### Document segment
— BEGIN —

During the trial, Defendant testified about several issues, challenging the testimony of the Government's witnesses. Defendant testified that Mike Glenn's testimony that Defendant had offered to pay Glenn to drive MV-1 to the hotel was untrue. Defendant further testified that both Glenn's and Larissa LaMay's testimonies that Defendant had told police officers his cell phone was in Glenn's car was untrue. Defendant also testified that MV-1's testimony that Defendant had created commercial sex dates for her, transported her to those dates, and was violent with her was untrue. Finally, Defendant testified that MV-1's testimony that she was the female in the pornographic video on Defendant's cell phone was untrue.
Orin King testified admissions allegedly made by Defendant to King while the two were incarcerated together. These admissions directly contradicted specific facts in Defendant's testimony, but did not introduce new matters not previously discussed. Prior to the start of trial, Defendant was aware that King was a possible witness, disclosed on the Government's witness list that included a synopsis of King's testimony. Defense counsel cross-examined King, including questions about his motivation for testifying and the discrepancy in King's stated timeline of concurrent incarceration with Defendant. Defendant then sought to call himself as a surrebuttal witness to rebut King's testimony. The Court denied Defendant's request for surrebuttal.
The substance of King's rebuttal testimony did not introduce new matters. King's testimony consisted solely of statements that Defendant allegedly made to King. Defense counsel's cross-examination of King provided the jury with sufficient information to assess the defense's theory, placing "before the jury facts from which bias, prejudice or lack of credibility of a prosecution witness might be inferred." Dorsey v. Parke, 872 F.2d 163, 167 (6th Cir. 1989). The jury was privy to information about why King was motivated to testify: a possible sentence reduction.

— END —

### Data
— BEGIN —

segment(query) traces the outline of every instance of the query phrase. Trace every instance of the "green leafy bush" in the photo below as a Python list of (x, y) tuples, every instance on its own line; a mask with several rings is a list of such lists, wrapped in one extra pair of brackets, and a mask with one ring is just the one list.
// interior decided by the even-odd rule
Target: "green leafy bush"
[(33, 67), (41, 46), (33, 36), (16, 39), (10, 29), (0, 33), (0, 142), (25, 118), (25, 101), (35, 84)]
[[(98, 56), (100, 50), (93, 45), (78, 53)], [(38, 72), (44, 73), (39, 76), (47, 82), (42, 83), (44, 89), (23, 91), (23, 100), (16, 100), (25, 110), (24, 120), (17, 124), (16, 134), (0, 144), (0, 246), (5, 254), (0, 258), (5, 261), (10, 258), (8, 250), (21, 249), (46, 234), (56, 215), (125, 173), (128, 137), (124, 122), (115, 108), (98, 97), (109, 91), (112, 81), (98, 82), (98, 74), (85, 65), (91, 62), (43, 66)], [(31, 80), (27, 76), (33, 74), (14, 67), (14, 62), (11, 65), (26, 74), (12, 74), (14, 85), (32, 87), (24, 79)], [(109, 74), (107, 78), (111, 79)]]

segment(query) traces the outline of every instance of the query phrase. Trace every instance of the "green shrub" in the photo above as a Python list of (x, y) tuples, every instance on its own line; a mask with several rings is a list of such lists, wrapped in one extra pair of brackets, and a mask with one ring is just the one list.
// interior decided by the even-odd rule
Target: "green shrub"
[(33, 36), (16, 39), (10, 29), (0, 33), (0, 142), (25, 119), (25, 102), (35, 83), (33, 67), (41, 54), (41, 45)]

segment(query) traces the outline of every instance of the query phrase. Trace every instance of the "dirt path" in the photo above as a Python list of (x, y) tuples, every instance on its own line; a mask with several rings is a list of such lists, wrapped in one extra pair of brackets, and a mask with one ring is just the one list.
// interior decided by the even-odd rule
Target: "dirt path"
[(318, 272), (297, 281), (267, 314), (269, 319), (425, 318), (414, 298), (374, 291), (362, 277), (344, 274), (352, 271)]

— END —

### To do
1. According to the trial excerpt, why did King's rebuttal testimony not introduce new matters? Answer in one to three sentences.
2. Answer these questions from the trial excerpt.
(a) Whose testimony stated that Defendant had offered to pay for driving MV-1 to the hotel?
(b) How did Defendant know before trial that King was a possible witness?
(c) What motivation for King's testimony was the jury aware of?
3. Reproduce the passage of the trial excerpt starting at "The substance of" and ending at "possible sentence reduction.".

### Responses in order
1. King's testimony consisted solely of statements that Defendant allegedly made to King. Those statements directly contradicted specific facts in Defendant's own testimony rather than raising matters not previously discussed.

2.
(a) Mike Glenn's testimony.
(b) King was disclosed on the Government's witness list, which included a synopsis of his testimony.
(c) A possible sentence reduction.

3.
The substance of King's rebuttal testimony did not introduce new matters. King's testimony consisted solely of statements that Defendant allegedly made to King. Defense counsel's cross-examination of King provided the jury with sufficient information to assess the defense's theory, placing "before the jury facts from which bias, prejudice or lack of credibility of a prosecution witness might be inferred." Dorsey v. Parke, 872 F.2d 163, 167 (6th Cir. 1989). The jury was privy to information about why King was motivated to testify: a possible sentence reduction.